» Exercise task a
Reproduce the part of the Polymer album article starting with "Studio album by Plaid" and going on through "a music video.".

» Source passage
************
Studio album by Plaid
- Released: 7 June 2019
- Length: 52:18
- Label: Warp
- Producer: Plaid

Plaid chronology
| The Digging Remedy (2016) | Polymer (2019) | Feorm Falorx (2022) |

= Polymer (album) =

Polymer is the ninth studio album by British electronic music duo Plaid. It was released on 7 June 2019 by Warp. It is the follow-up to their 2016 album The Digging Remedy. The tracks "Maru", "Recall", "Los", and "Dancers" were made available prior to release, each with a music video.

Professional ratings
Review scores
| Source | Rating |
| AllMusic |  |
| Exclaim! | 8/10 |
| musicOMH |  |

==Background==
Plaid said in a press release that the themes of the album are "the problems and benefits of polymers" as well as "the natural versus the synthetic, silk and silicone, the significant effect they have on our lives". Warp stated the album features "energetic bangers, bright melodic visceral rhythms and hypnotic wombic textures".

==Promotion==
The band set up a microsite that allows users to "explore the component parts" of the track "Maru".
************
» Data entries
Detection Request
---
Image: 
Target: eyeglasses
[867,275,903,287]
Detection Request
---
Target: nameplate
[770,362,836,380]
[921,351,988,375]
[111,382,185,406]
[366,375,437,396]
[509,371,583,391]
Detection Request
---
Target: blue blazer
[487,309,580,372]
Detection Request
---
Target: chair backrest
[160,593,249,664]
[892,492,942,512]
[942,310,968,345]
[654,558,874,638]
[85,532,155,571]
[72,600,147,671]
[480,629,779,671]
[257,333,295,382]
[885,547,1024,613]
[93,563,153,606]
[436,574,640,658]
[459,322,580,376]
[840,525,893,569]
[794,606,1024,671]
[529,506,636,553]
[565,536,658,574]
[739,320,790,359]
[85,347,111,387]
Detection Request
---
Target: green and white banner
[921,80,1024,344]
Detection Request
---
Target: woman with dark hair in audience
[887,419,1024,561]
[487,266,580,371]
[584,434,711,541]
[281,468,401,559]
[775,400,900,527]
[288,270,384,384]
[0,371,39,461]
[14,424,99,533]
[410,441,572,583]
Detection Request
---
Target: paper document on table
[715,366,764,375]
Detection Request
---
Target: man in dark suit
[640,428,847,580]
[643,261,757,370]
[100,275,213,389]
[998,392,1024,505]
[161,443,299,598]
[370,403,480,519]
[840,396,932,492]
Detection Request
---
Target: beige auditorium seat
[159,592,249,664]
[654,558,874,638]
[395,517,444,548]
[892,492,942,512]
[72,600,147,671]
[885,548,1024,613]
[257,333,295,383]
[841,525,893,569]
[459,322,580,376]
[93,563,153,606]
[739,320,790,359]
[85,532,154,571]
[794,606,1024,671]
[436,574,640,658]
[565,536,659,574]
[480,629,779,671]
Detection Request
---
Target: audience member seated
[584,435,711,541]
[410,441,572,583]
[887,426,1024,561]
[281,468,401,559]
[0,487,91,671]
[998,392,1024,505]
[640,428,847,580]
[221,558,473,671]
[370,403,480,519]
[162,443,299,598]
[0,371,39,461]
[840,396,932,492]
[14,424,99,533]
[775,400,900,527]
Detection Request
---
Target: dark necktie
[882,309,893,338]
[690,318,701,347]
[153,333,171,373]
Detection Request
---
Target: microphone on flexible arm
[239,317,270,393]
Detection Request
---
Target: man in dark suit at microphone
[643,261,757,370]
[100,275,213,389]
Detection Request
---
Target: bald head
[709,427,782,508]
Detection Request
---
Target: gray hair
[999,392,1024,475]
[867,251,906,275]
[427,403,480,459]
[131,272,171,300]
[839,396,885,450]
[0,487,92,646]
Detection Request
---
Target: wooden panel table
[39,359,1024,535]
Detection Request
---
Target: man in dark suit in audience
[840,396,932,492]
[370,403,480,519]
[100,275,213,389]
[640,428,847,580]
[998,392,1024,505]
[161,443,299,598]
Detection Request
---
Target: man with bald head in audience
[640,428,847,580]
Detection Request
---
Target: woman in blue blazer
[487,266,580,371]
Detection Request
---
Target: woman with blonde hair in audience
************
» Exercise task b
Count the lines in the rows above that contain the string "table", and give only that number.

» Exercise result a
Studio album by Plaid
- Released: 7 June 2019
- Length: 52:18
- Label: Warp
- Producer: Plaid

Plaid chronology
| The Digging Remedy (2016) | Polymer (2019) | Feorm Falorx (2022) |

= Polymer (album) =

Polymer is the ninth studio album by British electronic music duo Plaid. It was released on 7 June 2019 by Warp. It is the follow-up to their 2016 album The Digging Remedy. The tracks "Maru", "Recall", "Los", and "Dancers" were made available prior to release, each with a music video.

» Exercise result b
2